[Dataset extract]
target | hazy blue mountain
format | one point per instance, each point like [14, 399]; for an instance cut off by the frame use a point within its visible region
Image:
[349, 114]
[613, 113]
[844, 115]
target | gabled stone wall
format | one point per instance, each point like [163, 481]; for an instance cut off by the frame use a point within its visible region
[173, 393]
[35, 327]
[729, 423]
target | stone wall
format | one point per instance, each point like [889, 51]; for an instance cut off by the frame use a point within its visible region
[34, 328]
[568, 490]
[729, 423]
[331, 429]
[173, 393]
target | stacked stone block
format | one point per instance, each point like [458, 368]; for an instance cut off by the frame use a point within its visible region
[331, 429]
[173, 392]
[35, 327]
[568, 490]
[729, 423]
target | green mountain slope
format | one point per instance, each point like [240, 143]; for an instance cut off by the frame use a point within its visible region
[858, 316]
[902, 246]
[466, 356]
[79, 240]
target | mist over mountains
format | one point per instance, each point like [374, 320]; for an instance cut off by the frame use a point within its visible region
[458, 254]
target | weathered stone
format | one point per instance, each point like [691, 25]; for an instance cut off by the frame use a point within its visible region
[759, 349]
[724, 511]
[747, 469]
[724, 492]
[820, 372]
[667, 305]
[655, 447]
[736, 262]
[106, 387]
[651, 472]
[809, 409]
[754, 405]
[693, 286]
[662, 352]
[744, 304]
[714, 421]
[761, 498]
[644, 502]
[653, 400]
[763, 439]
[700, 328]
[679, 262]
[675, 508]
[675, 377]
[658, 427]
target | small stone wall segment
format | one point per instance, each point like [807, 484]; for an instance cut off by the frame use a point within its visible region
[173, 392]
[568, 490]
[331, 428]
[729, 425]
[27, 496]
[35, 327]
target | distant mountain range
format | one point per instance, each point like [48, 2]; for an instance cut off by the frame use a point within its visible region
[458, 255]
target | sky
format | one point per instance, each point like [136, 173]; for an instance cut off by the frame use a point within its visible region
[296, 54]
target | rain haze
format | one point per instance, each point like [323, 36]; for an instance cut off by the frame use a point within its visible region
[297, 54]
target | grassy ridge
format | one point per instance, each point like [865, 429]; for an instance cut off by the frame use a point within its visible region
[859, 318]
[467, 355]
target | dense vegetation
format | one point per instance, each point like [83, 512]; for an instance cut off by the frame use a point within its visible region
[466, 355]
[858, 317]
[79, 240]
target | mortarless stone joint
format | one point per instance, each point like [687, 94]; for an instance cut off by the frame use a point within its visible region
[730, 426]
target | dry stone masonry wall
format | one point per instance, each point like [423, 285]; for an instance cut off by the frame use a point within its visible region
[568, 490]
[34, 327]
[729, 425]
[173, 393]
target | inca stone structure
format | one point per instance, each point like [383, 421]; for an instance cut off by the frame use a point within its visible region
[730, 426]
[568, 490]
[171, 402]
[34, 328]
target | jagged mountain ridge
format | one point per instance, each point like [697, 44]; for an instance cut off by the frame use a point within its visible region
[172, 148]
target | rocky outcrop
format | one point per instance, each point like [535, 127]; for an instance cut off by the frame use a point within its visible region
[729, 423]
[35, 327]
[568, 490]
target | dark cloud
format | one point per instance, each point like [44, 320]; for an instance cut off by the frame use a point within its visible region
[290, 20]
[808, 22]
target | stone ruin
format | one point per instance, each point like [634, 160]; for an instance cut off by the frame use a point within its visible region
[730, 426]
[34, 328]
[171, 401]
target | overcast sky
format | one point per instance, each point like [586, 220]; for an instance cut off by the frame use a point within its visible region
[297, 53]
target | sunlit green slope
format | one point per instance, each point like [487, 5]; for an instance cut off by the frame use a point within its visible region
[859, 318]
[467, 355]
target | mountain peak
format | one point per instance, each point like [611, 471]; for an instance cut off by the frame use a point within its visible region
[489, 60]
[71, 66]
[/Dataset extract]
Print the material exactly as written, omitting nothing.

target | hazy blue mountain
format | one point per instance, each point like [14, 399]; for an instance cut off by the frame use a point within its visible region
Image:
[349, 114]
[613, 113]
[844, 115]
target | gabled stone wall
format | one point per instance, each point like [163, 481]; for an instance cut off by the frame use a point within its visible region
[173, 393]
[35, 327]
[729, 423]
target | stone wall
format | one point per instance, each point like [889, 51]; for an instance cut off by the frame use a point within its visible region
[34, 328]
[568, 490]
[729, 423]
[331, 429]
[173, 393]
target | stacked stone block
format | one point per instance, each point like [458, 368]; for an instance cut off by the frame use a point within its visible region
[331, 429]
[173, 392]
[35, 327]
[568, 490]
[729, 423]
target | green mountain slope
format | one point per instance, each point like [240, 143]; for an instance cut off by the frame use a point within its visible region
[858, 316]
[902, 246]
[466, 356]
[79, 240]
target | mist over mountains
format | one point per instance, each point like [374, 320]; for an instance cut off by the frame use a point within its visible region
[458, 254]
target | weathered stone
format | one point per instance, each point like [691, 25]; for an instance cut off by the frame use a point within its visible region
[759, 349]
[724, 511]
[747, 469]
[724, 492]
[820, 372]
[667, 305]
[655, 447]
[736, 262]
[106, 387]
[651, 472]
[809, 409]
[754, 405]
[693, 286]
[662, 352]
[744, 304]
[714, 421]
[761, 498]
[644, 502]
[653, 400]
[763, 439]
[700, 328]
[679, 262]
[675, 508]
[675, 377]
[658, 427]
target | small stone wall segment
format | one point per instance, each point like [807, 484]; for an instance cut off by the frame use a point within its visible region
[173, 392]
[568, 490]
[331, 428]
[729, 425]
[27, 496]
[35, 327]
target | distant mountain range
format | one point per instance, each point like [48, 2]; for an instance cut off by the frame use a point within its visible region
[458, 255]
target | sky
format | one point per instance, each point like [136, 173]; for an instance cut off by the frame use a point within its visible region
[296, 54]
target | rain haze
format | one point per instance, each point like [323, 36]; for an instance cut off by the frame use a point within its visible region
[297, 54]
target | grassy ridge
format | one point per instance, each point like [865, 429]; for an instance cut off by the frame use a point within its visible region
[859, 318]
[467, 355]
target | dense vegetation
format | one point per instance, each point like [83, 512]; for an instance cut off by the frame use a point within its visible region
[466, 355]
[858, 317]
[79, 240]
target | mortarless stone joint
format | one point per instance, each point like [687, 94]; for an instance cut off by the frame use a point within its visible region
[730, 426]
target | dry stone masonry wall
format | one point per instance, each point like [423, 285]; for an instance cut off by the frame use a point within its visible region
[568, 490]
[34, 327]
[729, 425]
[173, 393]
target | inca stone structure
format | one point per instance, each point like [383, 421]; for an instance cut off by the frame use a point within its visible region
[730, 426]
[568, 490]
[171, 402]
[34, 328]
target | jagged mountain ridge
format | one point per instance, each point like [697, 44]; for an instance cut off by the frame use a point within its visible region
[172, 148]
target | rocky outcrop
format | one point per instance, each point like [535, 127]; for an instance cut off by the frame use a point within its visible region
[729, 423]
[35, 327]
[568, 490]
target | dark cloud
format | one point per instance, each point like [44, 320]; for an instance cut off by the frame use a point within its visible region
[290, 20]
[808, 22]
target | stone ruin
format | one point per instance, each point like [634, 160]; for an instance cut off by the frame use a point within its visible region
[730, 426]
[34, 328]
[171, 401]
target | overcast sky
format | one point per instance, each point like [586, 220]; for an instance cut off by the frame use a point within its visible region
[297, 53]
target | sunlit green slope
format | one point per instance, each point like [487, 5]; for an instance cut off by the frame use a point within its visible region
[859, 318]
[467, 355]
target | mountain peak
format | one point per instance, each point like [611, 471]; for an instance cut off by the frame use a point within its visible region
[489, 60]
[71, 66]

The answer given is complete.